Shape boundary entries
- - - - -
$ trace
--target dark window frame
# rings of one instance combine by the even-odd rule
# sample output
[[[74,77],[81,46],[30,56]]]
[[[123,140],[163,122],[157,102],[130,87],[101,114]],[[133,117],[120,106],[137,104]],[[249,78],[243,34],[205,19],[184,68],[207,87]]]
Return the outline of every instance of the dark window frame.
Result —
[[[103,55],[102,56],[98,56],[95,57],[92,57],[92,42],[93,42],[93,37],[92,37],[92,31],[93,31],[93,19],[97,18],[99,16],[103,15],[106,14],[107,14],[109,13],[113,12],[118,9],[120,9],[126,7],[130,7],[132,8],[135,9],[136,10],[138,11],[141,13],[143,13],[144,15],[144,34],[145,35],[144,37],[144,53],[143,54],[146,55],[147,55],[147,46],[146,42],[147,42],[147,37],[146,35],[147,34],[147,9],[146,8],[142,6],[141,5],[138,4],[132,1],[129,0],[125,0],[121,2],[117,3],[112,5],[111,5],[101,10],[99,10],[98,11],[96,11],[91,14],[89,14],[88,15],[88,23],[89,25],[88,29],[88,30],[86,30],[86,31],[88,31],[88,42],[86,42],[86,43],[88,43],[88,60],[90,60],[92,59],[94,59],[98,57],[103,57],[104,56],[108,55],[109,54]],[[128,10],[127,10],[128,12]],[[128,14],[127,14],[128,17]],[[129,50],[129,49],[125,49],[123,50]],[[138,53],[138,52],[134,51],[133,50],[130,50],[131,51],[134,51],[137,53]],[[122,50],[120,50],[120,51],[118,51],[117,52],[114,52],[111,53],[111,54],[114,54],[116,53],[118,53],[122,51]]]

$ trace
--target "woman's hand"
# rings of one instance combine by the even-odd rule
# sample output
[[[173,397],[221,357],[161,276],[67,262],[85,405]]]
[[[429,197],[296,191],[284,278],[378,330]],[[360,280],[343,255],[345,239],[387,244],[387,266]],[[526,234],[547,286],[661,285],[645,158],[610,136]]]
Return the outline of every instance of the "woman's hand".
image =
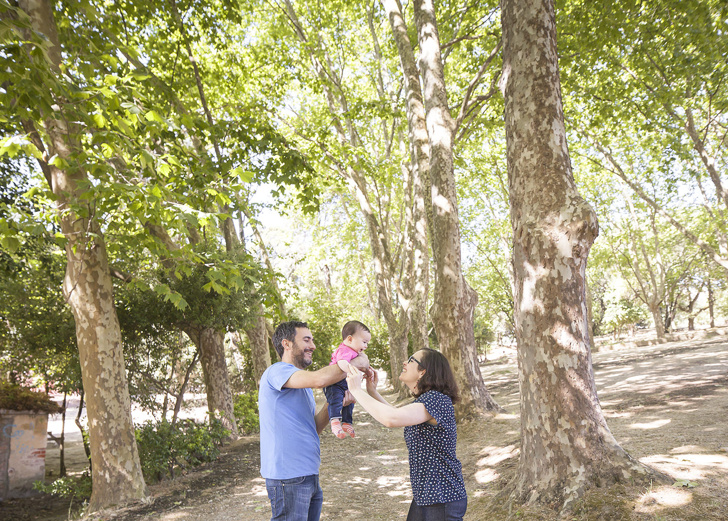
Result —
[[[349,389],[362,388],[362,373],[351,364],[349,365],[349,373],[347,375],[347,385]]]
- - - - -
Task goal:
Reproduce every line of all the items above verbatim, omitting the pictures.

Full response:
$ trace
--target dark window frame
# rings of one instance combine by the even-odd rule
# sample output
[[[74,77],[81,46],[30,56]]]
[[[123,140],[163,122],[157,102],[130,87],[101,114]],[[133,117],[120,106],[137,104]],[[249,78],[243,34],[205,19],[184,68],[207,87]]]
Return the outline of every instance of the dark window frame.
Result —
[[[103,55],[102,56],[98,56],[95,57],[92,57],[92,42],[93,42],[93,37],[92,37],[92,31],[93,31],[93,19],[97,18],[99,16],[103,15],[106,14],[107,14],[109,13],[113,12],[118,9],[120,9],[126,7],[130,7],[132,8],[135,9],[136,10],[138,11],[141,13],[143,13],[144,15],[144,34],[145,35],[144,37],[144,53],[143,54],[146,55],[147,55],[147,46],[146,42],[147,42],[147,37],[146,35],[147,34],[147,9],[146,8],[142,6],[141,5],[138,4],[132,1],[129,0],[125,0],[121,2],[117,3],[112,5],[111,5],[101,10],[99,10],[98,11],[96,11],[91,14],[89,14],[88,15],[88,23],[89,25],[88,29],[88,30],[86,30],[86,31],[88,31],[88,42],[86,42],[86,43],[88,43],[88,60],[90,60],[92,59],[94,59],[98,57],[103,57],[104,56],[108,55],[109,54]],[[128,10],[127,10],[128,12]],[[128,14],[127,14],[128,17]],[[129,50],[129,49],[125,49],[123,50]],[[138,53],[138,52],[134,51],[133,50],[130,50],[131,51],[134,51],[137,53]],[[122,50],[120,50],[120,51],[118,51],[117,52],[114,52],[111,53],[111,54],[114,54],[116,53],[118,53],[122,51]]]

$ trace
--target "woman's hand"
# rings of one instance combine by the even-odd rule
# sample output
[[[173,397],[221,357],[161,276],[67,262],[85,405]]]
[[[429,197],[296,191],[284,278],[378,330]],[[360,280],[343,255],[345,239],[387,244],[387,266]],[[526,234],[547,286],[661,285],[645,158],[610,136]]]
Return the outline of every instance of the "woman's hand".
image =
Result —
[[[349,389],[362,388],[362,373],[351,364],[349,365],[349,373],[347,375],[347,385]]]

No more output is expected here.